Aim of the task: Below are the records; copy every line in them that holds the string "steering".

(Supplied entries)

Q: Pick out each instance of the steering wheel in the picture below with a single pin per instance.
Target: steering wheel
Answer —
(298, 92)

(End Supplied entries)
(Supplied entries)

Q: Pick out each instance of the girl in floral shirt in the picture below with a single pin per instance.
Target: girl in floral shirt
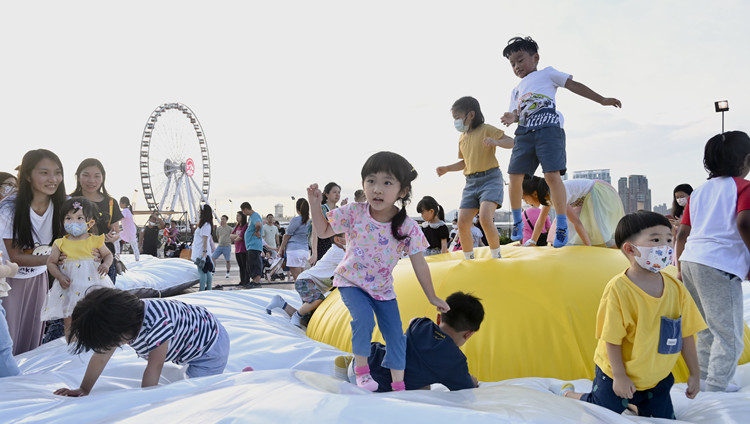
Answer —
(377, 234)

(End Supplied entries)

Task answer:
Q: Pick out each instance of the steering wheel in the picture below with a single pin per instance.
Target: steering wheel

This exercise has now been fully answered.